PROBLEM TO WORK ON »
Which of the lines below include "target"? Each one should be copied out.

DATA PROVIDED »
####

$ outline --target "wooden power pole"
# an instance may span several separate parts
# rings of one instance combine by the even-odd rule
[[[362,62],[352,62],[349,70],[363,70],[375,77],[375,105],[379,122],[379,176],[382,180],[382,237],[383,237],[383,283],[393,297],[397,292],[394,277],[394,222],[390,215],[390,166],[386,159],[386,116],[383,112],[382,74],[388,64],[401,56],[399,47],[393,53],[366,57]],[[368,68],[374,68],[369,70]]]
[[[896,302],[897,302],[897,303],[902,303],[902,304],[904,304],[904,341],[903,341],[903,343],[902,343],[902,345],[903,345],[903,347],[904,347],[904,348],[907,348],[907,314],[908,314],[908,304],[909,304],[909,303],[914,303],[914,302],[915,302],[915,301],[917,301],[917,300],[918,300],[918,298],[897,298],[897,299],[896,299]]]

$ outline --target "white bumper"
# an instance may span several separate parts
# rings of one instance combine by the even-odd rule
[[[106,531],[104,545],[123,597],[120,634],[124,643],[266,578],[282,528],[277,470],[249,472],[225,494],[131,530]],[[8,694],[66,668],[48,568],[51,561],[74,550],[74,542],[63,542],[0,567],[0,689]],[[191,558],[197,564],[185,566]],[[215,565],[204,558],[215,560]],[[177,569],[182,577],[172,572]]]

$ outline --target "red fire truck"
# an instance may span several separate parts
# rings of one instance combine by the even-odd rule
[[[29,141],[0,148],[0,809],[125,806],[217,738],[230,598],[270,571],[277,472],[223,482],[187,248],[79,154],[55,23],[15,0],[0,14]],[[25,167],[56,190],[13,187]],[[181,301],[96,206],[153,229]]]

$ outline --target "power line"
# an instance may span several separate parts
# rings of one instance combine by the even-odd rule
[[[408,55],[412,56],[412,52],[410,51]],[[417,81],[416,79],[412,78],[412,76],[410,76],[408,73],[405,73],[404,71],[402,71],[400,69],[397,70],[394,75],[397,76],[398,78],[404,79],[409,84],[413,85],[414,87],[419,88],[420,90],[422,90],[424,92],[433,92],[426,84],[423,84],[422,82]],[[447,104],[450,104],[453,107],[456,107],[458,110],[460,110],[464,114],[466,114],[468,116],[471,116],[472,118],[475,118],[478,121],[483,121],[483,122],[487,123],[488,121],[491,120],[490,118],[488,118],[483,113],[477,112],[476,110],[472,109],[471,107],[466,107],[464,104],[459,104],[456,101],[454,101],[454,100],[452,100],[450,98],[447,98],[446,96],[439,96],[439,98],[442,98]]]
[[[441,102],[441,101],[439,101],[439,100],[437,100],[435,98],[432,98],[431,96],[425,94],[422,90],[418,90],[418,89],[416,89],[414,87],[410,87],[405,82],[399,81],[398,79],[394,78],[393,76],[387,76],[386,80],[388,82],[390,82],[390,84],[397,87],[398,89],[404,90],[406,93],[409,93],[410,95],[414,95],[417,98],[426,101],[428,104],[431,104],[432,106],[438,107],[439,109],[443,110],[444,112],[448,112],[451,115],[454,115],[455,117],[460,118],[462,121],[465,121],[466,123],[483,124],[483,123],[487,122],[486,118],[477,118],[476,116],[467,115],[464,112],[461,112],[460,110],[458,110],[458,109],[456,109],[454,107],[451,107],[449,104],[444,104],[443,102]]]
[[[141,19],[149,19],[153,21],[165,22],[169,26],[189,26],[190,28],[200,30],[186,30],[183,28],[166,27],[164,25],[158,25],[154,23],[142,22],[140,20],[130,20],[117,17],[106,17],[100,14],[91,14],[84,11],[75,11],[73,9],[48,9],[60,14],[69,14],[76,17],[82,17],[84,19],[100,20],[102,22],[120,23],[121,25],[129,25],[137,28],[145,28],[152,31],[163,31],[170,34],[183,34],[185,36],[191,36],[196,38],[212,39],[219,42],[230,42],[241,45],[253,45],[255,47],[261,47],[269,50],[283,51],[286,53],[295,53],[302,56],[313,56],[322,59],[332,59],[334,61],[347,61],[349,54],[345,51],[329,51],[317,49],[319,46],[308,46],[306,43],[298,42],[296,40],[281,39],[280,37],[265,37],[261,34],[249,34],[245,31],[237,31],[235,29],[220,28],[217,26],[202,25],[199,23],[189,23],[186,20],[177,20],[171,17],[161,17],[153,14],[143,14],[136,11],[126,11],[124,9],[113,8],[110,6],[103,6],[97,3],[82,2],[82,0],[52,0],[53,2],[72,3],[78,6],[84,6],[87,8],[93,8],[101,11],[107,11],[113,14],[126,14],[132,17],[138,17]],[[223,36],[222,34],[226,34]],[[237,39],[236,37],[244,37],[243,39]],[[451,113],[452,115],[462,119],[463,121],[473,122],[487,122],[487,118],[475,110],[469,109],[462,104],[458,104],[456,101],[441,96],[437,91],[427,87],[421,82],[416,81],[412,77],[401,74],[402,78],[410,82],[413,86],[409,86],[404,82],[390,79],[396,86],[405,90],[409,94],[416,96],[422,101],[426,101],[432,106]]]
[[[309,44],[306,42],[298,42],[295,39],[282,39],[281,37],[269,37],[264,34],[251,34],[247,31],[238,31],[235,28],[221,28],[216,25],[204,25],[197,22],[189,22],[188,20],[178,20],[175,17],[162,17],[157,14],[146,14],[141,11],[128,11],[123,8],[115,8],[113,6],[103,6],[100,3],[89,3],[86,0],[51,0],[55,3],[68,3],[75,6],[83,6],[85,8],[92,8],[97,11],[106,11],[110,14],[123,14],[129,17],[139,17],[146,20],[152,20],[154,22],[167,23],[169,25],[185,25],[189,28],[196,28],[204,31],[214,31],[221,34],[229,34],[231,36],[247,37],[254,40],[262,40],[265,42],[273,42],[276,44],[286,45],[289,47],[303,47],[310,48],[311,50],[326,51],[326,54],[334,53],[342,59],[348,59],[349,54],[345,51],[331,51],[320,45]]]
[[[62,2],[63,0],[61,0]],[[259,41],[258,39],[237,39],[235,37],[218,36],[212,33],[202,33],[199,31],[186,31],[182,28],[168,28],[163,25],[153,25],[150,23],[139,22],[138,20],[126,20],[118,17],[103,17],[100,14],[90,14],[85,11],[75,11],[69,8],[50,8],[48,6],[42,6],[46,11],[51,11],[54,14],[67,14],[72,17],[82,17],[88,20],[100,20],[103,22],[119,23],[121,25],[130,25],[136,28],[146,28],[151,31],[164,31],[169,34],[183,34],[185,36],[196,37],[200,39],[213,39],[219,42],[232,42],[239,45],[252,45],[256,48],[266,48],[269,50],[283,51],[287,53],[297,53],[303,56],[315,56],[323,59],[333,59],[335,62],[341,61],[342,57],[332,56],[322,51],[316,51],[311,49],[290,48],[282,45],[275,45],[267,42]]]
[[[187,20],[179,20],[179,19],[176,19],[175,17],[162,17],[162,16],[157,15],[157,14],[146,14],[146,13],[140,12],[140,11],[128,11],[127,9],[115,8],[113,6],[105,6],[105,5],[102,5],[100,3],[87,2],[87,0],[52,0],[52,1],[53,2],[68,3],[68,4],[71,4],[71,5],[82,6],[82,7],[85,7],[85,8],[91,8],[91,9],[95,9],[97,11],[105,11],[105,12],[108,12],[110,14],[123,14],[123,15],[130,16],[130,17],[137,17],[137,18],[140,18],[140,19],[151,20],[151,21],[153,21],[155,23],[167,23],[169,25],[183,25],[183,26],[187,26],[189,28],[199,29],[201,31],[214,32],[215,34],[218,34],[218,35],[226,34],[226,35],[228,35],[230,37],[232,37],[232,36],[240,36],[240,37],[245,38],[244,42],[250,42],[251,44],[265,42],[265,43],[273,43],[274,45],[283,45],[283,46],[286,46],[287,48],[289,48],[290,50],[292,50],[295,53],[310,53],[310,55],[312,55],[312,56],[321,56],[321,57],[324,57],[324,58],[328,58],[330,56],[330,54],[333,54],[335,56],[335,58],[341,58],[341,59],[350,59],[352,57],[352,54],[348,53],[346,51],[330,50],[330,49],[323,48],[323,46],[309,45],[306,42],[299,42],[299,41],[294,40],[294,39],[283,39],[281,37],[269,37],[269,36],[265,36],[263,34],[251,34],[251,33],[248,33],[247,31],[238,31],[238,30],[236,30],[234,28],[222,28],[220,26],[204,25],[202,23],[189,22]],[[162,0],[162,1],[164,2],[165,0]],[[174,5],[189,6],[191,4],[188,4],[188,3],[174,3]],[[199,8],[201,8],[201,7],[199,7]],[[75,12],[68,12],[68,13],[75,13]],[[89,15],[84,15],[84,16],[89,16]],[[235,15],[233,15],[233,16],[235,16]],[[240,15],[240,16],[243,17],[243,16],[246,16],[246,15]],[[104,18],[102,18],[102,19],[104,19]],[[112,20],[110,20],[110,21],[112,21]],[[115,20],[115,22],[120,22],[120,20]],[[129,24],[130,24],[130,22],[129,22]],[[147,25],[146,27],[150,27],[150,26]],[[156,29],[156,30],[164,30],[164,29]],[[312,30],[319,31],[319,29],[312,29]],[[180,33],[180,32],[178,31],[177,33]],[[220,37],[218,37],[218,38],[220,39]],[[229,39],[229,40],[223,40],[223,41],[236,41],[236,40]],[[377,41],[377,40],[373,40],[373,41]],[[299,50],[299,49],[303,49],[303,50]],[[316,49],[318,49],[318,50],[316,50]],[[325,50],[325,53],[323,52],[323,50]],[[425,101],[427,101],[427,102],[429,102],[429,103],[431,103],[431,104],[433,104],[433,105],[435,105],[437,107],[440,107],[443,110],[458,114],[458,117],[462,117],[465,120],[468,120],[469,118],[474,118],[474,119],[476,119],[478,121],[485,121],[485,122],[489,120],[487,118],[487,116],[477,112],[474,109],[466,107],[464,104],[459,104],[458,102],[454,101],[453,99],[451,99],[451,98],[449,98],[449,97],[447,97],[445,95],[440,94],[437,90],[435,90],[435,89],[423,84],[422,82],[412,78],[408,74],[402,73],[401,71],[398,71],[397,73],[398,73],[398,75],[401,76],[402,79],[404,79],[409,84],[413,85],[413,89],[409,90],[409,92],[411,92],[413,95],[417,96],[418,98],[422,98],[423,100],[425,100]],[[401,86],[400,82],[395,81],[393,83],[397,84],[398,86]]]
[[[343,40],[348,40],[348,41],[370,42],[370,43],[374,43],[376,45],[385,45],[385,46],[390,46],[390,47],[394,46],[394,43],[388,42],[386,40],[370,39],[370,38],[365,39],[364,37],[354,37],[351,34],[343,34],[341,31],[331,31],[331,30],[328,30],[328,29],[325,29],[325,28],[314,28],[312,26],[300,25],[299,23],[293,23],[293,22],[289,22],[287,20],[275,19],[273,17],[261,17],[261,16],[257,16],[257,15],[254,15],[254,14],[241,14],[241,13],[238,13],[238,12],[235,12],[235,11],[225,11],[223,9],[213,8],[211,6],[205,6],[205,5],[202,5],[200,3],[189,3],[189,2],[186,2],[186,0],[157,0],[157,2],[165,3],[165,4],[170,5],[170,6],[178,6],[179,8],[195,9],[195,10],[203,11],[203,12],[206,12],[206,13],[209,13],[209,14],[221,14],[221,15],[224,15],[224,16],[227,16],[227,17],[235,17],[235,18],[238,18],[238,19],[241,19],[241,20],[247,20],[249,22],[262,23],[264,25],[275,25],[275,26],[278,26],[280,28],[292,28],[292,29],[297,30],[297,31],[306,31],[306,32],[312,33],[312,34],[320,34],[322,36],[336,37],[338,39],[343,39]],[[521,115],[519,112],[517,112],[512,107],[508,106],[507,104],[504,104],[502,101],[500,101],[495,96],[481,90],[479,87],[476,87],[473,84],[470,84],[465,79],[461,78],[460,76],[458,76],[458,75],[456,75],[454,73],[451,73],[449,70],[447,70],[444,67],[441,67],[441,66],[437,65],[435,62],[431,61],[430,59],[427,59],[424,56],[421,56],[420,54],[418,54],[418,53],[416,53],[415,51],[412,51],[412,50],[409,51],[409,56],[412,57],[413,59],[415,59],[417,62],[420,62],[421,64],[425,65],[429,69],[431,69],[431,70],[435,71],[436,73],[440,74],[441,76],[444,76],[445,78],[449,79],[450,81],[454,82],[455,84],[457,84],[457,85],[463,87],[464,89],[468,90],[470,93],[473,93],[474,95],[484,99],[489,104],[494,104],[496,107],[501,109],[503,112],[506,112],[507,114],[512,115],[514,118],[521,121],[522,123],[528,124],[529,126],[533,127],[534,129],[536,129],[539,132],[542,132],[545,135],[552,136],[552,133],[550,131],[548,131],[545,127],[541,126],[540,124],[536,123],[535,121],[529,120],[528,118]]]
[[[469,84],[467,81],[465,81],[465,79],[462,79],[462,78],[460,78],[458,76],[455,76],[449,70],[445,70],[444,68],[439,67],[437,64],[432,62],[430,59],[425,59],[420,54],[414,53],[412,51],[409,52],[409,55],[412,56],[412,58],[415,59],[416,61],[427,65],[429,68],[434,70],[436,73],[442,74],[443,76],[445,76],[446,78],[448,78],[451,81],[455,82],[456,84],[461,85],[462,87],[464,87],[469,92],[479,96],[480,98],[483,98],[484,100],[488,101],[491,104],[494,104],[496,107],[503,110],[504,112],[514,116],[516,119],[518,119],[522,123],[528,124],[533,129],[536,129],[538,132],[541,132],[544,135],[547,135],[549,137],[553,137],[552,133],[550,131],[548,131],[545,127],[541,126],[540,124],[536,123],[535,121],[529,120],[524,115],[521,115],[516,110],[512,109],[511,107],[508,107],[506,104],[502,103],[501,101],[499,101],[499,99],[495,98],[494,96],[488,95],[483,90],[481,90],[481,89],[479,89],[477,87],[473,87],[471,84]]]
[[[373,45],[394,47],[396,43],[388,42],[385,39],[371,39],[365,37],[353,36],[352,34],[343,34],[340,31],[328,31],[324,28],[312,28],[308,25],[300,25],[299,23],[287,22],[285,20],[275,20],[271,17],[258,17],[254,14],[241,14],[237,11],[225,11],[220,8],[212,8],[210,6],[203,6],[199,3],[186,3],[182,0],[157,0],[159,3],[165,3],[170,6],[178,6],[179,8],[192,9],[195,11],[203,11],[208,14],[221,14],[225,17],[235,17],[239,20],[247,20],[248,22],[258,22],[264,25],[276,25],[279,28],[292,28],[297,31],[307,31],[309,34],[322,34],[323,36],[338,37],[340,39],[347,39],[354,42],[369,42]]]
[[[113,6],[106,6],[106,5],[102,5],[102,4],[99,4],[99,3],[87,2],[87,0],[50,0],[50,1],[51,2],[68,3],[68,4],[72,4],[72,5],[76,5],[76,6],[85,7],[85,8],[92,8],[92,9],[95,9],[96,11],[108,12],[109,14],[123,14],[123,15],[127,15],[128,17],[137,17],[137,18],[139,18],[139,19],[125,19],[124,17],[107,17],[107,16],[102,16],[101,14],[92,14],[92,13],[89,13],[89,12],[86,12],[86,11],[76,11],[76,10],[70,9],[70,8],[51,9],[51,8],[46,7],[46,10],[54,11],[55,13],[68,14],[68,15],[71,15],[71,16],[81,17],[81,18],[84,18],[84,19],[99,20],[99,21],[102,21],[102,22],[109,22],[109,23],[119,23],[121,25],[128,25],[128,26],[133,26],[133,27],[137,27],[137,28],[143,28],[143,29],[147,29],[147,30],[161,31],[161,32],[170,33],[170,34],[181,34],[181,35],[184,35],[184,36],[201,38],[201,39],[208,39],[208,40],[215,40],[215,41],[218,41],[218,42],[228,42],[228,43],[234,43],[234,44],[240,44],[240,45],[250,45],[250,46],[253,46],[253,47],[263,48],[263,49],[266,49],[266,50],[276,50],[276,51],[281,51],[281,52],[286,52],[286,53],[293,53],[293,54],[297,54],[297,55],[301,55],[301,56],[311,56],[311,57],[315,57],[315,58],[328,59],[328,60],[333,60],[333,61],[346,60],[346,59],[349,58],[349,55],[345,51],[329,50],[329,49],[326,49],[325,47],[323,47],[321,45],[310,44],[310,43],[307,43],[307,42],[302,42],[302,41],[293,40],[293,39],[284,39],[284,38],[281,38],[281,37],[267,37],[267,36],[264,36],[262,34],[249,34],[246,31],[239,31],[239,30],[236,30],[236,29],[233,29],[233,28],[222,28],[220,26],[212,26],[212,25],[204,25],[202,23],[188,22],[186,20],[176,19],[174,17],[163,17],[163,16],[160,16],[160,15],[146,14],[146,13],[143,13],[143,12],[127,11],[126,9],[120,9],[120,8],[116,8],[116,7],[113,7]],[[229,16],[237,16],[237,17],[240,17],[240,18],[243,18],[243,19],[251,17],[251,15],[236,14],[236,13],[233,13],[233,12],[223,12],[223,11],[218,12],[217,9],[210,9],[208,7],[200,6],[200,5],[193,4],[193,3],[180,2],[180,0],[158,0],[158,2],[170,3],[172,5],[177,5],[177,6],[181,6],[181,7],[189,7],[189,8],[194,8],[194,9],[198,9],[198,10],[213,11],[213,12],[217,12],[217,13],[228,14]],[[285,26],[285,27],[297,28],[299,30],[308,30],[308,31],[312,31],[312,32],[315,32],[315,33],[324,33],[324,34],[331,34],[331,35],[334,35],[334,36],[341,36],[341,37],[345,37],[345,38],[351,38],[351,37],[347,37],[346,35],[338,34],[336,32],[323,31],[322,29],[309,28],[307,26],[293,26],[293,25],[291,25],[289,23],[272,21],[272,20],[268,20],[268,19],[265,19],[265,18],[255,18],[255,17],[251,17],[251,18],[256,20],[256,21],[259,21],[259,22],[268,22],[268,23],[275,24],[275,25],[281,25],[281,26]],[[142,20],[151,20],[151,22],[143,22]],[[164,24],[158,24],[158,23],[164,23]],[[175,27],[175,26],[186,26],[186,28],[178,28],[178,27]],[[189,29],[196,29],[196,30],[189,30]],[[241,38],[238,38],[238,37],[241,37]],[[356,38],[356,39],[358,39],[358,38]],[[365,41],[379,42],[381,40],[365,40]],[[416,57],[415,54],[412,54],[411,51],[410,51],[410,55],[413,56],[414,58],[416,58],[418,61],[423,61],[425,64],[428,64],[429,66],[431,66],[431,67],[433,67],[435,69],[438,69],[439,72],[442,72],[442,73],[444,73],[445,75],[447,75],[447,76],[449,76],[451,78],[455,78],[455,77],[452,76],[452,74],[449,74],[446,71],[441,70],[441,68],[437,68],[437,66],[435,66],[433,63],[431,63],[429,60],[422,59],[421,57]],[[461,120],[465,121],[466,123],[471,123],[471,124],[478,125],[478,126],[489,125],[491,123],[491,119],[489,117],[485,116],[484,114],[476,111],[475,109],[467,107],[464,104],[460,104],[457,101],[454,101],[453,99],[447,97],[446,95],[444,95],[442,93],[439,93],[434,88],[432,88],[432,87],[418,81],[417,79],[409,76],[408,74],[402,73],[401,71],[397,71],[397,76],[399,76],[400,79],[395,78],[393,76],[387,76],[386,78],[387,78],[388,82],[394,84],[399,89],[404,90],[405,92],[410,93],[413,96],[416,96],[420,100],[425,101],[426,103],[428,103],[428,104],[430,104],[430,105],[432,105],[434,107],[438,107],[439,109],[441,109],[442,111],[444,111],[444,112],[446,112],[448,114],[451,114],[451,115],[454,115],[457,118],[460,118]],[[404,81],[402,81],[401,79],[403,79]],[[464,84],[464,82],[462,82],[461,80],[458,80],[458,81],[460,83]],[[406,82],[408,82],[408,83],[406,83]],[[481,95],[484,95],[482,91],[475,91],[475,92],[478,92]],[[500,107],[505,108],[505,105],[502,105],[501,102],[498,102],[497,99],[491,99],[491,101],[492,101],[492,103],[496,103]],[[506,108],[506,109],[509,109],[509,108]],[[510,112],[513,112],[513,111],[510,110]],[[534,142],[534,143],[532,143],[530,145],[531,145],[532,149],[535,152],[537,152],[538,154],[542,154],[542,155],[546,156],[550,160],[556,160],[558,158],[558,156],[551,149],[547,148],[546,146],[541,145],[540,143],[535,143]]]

####

OUTPUT BELOW »
$ outline --target "wooden power pole"
$ outline --target "white bumper"
$ outline --target "red fire truck"
$ outline --target "power line"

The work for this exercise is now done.